====== RECORD EXCERPTS

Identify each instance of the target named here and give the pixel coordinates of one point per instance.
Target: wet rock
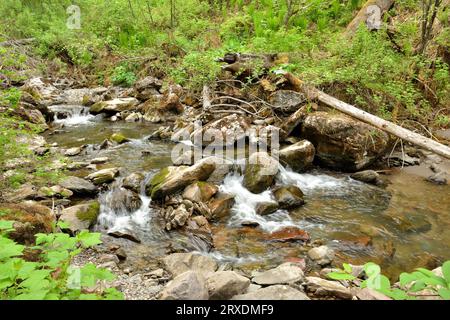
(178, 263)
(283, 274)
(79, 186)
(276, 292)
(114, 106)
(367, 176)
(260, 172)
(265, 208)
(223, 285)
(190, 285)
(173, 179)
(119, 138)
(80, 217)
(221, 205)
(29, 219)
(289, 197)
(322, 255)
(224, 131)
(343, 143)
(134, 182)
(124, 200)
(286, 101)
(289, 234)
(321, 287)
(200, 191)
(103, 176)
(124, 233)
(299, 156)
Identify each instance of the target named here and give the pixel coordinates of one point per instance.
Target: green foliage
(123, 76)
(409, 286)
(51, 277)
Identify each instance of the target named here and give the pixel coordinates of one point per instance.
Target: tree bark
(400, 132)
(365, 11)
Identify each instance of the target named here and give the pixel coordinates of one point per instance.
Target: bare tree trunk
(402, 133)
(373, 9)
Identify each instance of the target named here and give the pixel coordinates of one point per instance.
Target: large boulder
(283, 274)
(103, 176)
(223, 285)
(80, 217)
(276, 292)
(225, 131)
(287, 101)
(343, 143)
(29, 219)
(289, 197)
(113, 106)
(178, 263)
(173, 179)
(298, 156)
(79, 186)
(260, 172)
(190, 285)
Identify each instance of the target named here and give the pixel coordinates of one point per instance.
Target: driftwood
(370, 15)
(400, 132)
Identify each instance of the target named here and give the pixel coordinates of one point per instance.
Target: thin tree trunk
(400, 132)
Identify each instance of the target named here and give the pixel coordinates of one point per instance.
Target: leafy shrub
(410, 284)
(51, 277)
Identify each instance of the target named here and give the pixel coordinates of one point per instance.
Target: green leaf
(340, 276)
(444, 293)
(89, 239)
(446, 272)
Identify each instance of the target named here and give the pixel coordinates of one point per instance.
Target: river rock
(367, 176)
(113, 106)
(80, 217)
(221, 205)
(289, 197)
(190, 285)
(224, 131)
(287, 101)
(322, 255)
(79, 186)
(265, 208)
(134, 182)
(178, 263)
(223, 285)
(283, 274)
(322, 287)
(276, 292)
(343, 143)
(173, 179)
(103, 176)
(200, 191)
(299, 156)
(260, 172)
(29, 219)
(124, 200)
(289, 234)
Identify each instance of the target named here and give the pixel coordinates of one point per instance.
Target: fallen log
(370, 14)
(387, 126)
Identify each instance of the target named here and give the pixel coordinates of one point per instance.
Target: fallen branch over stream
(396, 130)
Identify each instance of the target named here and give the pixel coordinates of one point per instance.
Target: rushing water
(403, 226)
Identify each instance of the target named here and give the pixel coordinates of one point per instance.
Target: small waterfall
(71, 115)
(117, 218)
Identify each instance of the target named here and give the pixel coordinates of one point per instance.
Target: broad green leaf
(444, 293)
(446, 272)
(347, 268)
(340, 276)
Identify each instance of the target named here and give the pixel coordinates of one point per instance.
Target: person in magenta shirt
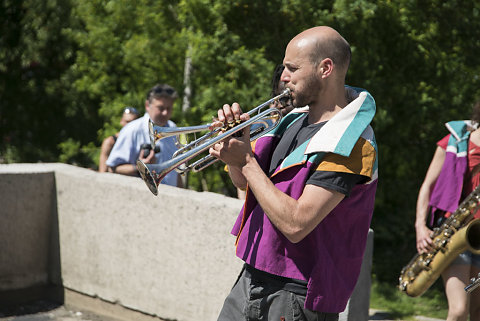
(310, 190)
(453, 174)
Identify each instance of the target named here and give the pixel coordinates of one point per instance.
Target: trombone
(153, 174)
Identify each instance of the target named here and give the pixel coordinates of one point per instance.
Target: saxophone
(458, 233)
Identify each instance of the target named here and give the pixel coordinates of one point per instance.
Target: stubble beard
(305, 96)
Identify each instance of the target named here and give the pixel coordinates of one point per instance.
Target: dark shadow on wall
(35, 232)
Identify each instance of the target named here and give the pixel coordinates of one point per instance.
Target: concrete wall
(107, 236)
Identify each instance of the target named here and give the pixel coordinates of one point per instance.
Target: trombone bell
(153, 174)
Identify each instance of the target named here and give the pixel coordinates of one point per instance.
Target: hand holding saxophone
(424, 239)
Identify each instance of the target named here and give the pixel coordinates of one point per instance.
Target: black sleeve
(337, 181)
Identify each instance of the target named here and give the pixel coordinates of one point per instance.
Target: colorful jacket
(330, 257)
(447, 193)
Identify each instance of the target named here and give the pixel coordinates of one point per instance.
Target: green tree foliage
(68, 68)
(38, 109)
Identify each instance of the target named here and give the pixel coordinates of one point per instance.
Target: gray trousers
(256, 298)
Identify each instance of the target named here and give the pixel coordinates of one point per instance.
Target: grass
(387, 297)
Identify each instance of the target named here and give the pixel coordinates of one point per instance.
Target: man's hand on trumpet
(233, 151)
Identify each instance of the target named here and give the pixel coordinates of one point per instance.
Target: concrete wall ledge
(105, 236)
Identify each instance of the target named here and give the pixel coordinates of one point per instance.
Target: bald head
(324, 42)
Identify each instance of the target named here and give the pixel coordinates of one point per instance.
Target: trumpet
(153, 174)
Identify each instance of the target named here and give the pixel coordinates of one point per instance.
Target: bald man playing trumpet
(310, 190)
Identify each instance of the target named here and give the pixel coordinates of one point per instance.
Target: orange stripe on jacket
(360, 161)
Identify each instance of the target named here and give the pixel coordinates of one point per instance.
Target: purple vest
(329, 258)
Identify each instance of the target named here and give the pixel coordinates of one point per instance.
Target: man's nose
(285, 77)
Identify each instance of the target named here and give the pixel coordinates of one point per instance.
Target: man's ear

============

| WORK ITEM |
Each entry above must be repeated word for word, minus its images.

| RESPONSE TO THE EXERCISE |
Identify each instance of the target named here and give the pixel coordinates of one point per instance.
Target: wet rock
(178, 263)
(283, 274)
(79, 186)
(276, 292)
(114, 106)
(367, 176)
(260, 172)
(265, 208)
(223, 285)
(190, 285)
(173, 179)
(119, 138)
(80, 217)
(221, 205)
(29, 219)
(289, 197)
(322, 255)
(224, 131)
(343, 143)
(134, 182)
(124, 200)
(286, 101)
(289, 234)
(321, 287)
(200, 191)
(103, 176)
(124, 233)
(299, 156)
Identify each instance of the target named here and give the pixel coordinates of one point per instance.
Target: green foliage
(123, 76)
(409, 286)
(51, 277)
Identify each instance of the target named here and give the pixel coordinates of one point per instance.
Target: tree bark
(400, 132)
(365, 11)
Identify each instance of the target named here and give the pixel coordinates of one point per instance.
Target: bare tree trunk
(402, 133)
(373, 9)
Identify each instance of the target named here and give the pixel coordinates of one point per instance.
Target: large boulder
(283, 274)
(103, 176)
(223, 285)
(80, 217)
(276, 292)
(225, 131)
(287, 101)
(343, 143)
(29, 219)
(289, 197)
(113, 106)
(178, 263)
(173, 179)
(298, 156)
(79, 186)
(260, 172)
(190, 285)
Identify each instance of the target named here and give the pixel coordinates of one point per instance.
Target: driftwood
(370, 15)
(400, 132)
Identify each instance of the target named here and give the pixel coordinates of one point per instance.
Target: thin tree trunk
(400, 132)
Identify each instance of the target named here and give the pixel coordinates of one point per instance.
Target: leafy shrub
(410, 284)
(51, 277)
Identify each instance of the target named here and give the pixel coordinates of one point per instance.
Target: green leaf
(340, 276)
(444, 293)
(89, 239)
(446, 272)
Identify each instance of the target named here and give the pixel coordinates of one point per instance.
Target: river rock
(367, 176)
(113, 106)
(80, 217)
(221, 205)
(289, 197)
(190, 285)
(224, 131)
(287, 101)
(322, 255)
(79, 186)
(265, 208)
(134, 182)
(178, 263)
(223, 285)
(283, 274)
(322, 287)
(276, 292)
(343, 143)
(173, 179)
(103, 176)
(200, 191)
(299, 156)
(260, 172)
(29, 219)
(124, 200)
(289, 234)
Identify each instance of the target named here and give the pixel coordinates of one point per instance.
Target: fallen log
(370, 14)
(387, 126)
Identify each instance of the target named here and give the pixel coordinates of one point per instance.
Target: fallen branch over stream
(396, 130)
Identify each instance of the target named here and give the pixel coordinates of one point per instance.
Target: rushing water
(403, 226)
Identify each instance of the target named here and give the pixel coordinates of one point per instance.
Target: small waterfall
(71, 115)
(117, 218)
Identify each instance of the target named here and give the pixel coordinates of one point per instance.
Target: broad green leaf
(444, 293)
(446, 272)
(347, 268)
(340, 276)
Identify each instance of the target named here and give the pixel coordinates of one point per instance.
Target: person in magenta shirt
(310, 190)
(453, 174)
Identify each instance of the target named here and give the pixel coordinates of one point per instance.
Target: trombone
(153, 174)
Identify each instance of the target named here and give the pixel coordinates of one point per instance.
Target: saxophone
(458, 233)
Identify each instance of the target named here and give the pixel coordinates of one point per instance.
Target: stubble beard
(305, 96)
Identify each instance of the target named here and give the pixel coordinates of one point per instance.
Target: dark shadow on wall
(35, 232)
Identify each instance of the target named here and give the pixel coordinates of one point per instance.
Target: concrete wall
(107, 236)
Identify each instance of the target named here and give the pixel coordinates of one point per instance.
Target: trombone bell
(153, 174)
Identify each instance of the target named here and give the pixel coordinates of one point per instance.
Target: hand holding saxophone
(424, 239)
Identify each instance of the target named here and give the pixel coordinates of one point per instance.
Target: black sleeve
(337, 181)
Identify each instance of the target named here and give the pixel coordinates of one point per instance.
Target: colorful jacket
(330, 257)
(447, 193)
Identify each instance of the target named here and give the pixel coordinates of one point per instance.
Target: green tree foliage
(68, 68)
(38, 109)
Identify each instance of the target named here and give the pixel coordinates of one point per instance.
Target: gray trousers
(256, 298)
Identify each instance of the target named here and give the pixel coordinates of one point per instance.
Target: grass
(387, 297)
Identify each instance of the target named here and give the pixel coordinates of one point per instance.
Target: man's hand on trumpet
(233, 151)
Identify each instance of the target named here and give the pixel coordinates of one point per instance.
Target: concrete wall ledge
(105, 236)
Identify each instance of the target named here and give the pixel coordinates of one point per instance.
Target: bald head
(324, 42)
Identify each instance of the target named here and give the pixel coordinates of one point per instance.
Target: trumpet
(153, 174)
Identify each instance of the target named here and give the pixel coordinates of one point per instance.
Target: bald man playing trumpet
(310, 190)
Identify each instance of the target named here and give the pixel coordinates of one point per instance.
Target: orange stripe on jacket
(360, 161)
Identify each instance of the target named here and give the pixel coordinates of one point per instance.
Target: purple vest
(329, 258)
Identify each instance of the target named here and give the pixel coordinates of one point per instance.
Target: man's nose
(285, 77)
Identify each instance of the target named here and give the pixel coordinates of one point per instance.
Target: man's ear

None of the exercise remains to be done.